:: What to work on ::
There is one span to output from the data below: the lines starting at the line with "Detect bench seat" and ending at the line with "Detect green leaf". Output it exactly, ends included, nothing more.

[Items from a dataset]
━━━━━━━━━━━━━━━━
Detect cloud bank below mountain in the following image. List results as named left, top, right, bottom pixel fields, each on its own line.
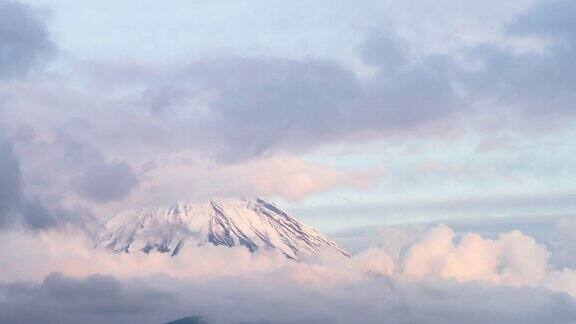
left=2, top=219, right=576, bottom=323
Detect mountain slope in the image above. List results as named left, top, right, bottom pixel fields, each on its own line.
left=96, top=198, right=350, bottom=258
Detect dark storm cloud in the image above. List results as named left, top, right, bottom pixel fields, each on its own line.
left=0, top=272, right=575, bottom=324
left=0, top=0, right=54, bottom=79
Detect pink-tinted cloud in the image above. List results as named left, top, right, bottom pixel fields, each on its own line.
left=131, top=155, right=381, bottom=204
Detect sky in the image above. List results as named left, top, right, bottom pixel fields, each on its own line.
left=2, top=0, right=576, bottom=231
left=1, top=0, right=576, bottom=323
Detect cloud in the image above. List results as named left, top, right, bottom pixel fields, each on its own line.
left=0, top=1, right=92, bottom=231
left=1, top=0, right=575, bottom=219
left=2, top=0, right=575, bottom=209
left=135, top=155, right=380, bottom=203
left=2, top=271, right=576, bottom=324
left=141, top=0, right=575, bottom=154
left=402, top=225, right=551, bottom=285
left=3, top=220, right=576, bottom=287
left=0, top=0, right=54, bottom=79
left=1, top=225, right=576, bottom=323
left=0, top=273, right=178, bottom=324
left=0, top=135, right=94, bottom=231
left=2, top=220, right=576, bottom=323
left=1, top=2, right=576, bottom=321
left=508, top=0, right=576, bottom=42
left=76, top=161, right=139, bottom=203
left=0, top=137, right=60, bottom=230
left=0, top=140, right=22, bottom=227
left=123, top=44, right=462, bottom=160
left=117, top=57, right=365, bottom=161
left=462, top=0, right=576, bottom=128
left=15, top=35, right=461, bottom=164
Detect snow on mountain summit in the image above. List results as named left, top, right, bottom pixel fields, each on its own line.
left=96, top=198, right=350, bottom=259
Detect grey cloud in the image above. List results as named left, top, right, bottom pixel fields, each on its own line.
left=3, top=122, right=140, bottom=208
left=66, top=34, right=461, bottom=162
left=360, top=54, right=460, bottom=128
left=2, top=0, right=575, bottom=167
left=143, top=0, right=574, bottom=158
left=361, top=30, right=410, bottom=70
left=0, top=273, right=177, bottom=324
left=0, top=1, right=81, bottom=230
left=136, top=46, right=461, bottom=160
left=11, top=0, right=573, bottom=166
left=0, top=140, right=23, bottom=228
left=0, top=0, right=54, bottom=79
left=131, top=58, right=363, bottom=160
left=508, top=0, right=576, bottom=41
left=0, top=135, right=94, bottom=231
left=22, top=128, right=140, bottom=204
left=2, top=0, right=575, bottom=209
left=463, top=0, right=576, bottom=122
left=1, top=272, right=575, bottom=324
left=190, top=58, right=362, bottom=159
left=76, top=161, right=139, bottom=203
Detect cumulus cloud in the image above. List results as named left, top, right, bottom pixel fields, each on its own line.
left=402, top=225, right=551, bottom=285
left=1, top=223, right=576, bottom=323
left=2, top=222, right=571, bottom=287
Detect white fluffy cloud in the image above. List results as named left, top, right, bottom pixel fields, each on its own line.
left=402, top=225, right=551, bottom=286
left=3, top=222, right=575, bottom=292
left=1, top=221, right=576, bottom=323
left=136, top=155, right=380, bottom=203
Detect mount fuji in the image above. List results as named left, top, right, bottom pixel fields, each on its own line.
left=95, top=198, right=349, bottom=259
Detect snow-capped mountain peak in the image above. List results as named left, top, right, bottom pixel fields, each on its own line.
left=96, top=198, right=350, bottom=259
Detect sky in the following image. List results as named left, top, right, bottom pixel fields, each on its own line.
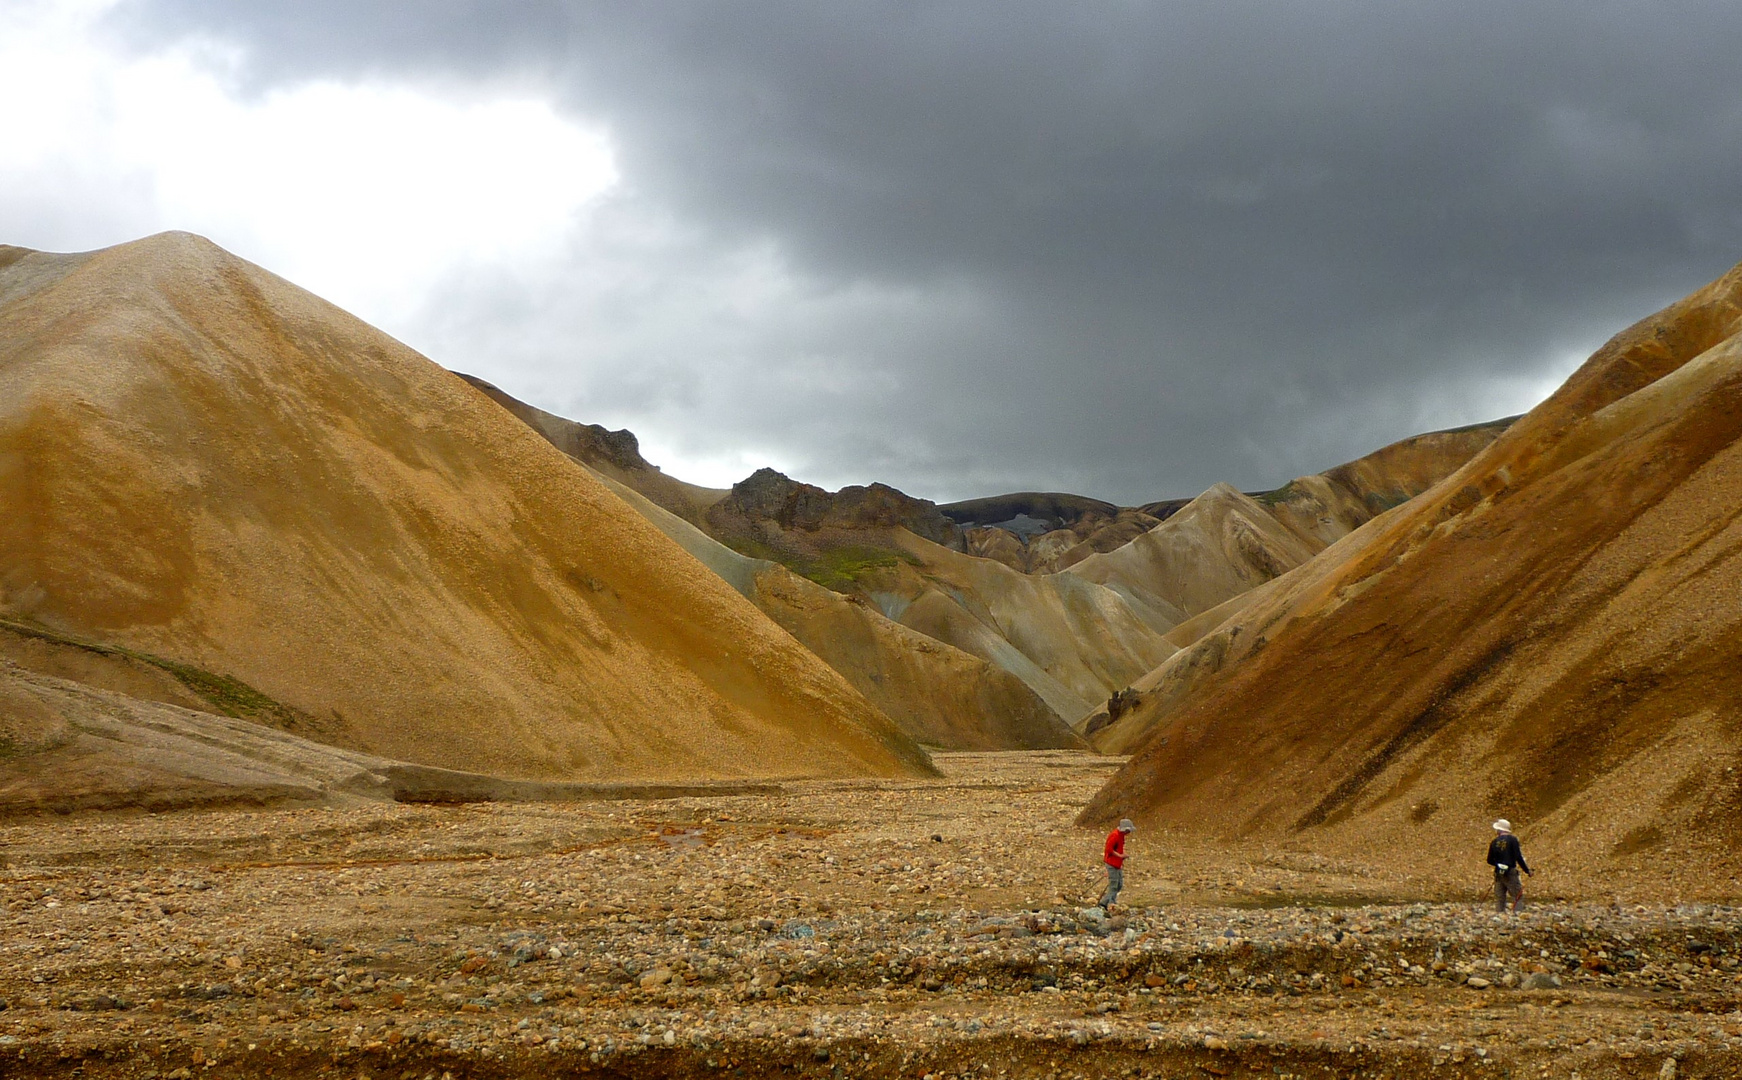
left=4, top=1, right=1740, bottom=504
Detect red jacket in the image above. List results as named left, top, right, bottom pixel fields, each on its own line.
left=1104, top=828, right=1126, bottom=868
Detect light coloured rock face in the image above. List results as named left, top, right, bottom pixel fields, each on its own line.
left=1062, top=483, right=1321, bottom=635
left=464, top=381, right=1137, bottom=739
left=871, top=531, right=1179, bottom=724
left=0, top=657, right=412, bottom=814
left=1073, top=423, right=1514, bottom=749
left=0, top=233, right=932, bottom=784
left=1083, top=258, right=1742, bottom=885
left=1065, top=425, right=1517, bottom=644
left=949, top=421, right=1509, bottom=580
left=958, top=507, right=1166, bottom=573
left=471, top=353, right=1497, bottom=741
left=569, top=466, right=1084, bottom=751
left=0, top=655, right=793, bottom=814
━━━━━━━━━━━━━━━━
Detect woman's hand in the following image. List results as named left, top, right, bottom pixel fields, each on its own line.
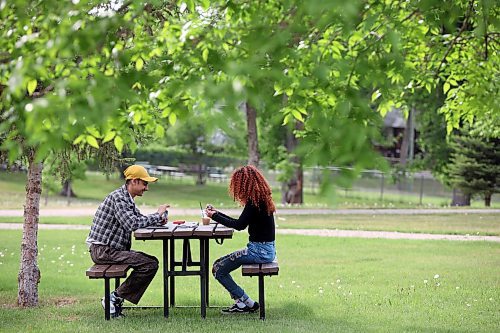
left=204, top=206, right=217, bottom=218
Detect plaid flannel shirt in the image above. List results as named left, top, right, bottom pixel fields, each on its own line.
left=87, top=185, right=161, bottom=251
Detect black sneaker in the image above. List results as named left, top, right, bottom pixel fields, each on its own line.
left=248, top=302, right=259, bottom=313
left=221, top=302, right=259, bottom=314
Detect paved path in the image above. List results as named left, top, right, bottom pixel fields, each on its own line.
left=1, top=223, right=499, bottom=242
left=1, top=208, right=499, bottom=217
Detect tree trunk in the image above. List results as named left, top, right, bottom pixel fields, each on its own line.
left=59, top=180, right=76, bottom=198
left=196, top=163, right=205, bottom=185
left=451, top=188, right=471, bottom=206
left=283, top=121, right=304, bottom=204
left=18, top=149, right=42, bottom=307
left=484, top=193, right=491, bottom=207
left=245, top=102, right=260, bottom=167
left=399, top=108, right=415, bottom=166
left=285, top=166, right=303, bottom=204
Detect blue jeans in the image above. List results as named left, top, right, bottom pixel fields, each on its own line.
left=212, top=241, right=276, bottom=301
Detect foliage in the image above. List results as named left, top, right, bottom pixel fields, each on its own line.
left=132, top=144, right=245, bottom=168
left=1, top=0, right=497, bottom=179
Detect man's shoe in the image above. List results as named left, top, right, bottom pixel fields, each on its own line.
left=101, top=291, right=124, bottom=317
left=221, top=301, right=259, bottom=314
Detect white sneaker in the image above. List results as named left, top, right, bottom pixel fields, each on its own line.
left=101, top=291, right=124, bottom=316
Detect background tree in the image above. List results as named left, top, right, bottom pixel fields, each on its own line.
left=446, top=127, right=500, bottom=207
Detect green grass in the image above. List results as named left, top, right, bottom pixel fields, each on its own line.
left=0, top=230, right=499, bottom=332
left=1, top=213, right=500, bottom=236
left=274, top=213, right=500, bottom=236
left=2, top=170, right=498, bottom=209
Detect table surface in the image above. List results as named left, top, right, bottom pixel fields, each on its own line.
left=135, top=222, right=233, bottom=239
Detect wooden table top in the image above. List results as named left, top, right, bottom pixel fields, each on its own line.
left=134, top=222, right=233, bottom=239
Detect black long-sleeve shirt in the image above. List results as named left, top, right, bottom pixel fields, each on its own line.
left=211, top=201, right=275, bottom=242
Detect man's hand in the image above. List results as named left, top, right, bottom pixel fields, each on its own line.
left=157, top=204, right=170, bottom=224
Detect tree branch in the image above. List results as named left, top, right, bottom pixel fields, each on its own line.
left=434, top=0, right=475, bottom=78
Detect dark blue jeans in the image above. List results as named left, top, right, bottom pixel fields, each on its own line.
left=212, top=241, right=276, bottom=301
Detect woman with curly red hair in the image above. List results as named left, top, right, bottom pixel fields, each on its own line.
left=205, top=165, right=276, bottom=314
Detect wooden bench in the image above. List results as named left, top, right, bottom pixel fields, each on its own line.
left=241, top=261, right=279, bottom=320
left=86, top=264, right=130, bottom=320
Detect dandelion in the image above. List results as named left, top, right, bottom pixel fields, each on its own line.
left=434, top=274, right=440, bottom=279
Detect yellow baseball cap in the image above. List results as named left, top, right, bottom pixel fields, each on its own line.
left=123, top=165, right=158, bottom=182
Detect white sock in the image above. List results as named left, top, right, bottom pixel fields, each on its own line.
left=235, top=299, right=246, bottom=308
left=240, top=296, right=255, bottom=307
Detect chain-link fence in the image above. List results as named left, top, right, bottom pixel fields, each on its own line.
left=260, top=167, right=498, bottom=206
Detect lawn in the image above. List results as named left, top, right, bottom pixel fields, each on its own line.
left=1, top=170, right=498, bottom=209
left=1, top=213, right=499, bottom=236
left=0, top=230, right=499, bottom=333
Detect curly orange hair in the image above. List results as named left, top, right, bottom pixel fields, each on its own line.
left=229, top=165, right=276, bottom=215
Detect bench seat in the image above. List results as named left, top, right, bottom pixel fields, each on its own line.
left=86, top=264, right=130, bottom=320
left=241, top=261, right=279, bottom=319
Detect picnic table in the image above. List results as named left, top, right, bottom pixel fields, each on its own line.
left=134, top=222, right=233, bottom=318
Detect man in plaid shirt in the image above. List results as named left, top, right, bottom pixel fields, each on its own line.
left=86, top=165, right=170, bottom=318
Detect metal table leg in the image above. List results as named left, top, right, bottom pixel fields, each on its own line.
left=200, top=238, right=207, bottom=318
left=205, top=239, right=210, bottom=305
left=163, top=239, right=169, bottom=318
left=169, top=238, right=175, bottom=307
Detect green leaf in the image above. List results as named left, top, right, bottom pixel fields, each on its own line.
━━━━━━━━━━━━━━━━
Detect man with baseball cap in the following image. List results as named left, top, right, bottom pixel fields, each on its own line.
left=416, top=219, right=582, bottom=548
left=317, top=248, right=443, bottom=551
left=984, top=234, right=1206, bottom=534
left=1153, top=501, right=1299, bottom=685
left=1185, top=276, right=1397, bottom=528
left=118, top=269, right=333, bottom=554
━━━━━━━━━━━━━━━━
:: Task result ::
Detect bench seat in the image above. List results as named left, top, right, bottom pixel fields, each on its own line.
left=86, top=264, right=130, bottom=320
left=241, top=261, right=279, bottom=319
Detect picnic table in the image above. List results as named left, top, right, bottom pixel fields, each on its own line.
left=134, top=222, right=233, bottom=318
Detect man in plaid shirt in the image above. List results as named left, top, right, bottom pixel fields, each on its own line.
left=86, top=165, right=170, bottom=318
Detect metal table leg in the image above. List results as named left, top, right, bottom pixel fields, each on its own line.
left=200, top=238, right=207, bottom=318
left=205, top=239, right=210, bottom=305
left=163, top=239, right=169, bottom=318
left=169, top=238, right=175, bottom=307
Detect green leaf in the image above. List results as named left, top, right, bottom pixel fields, each on its own line.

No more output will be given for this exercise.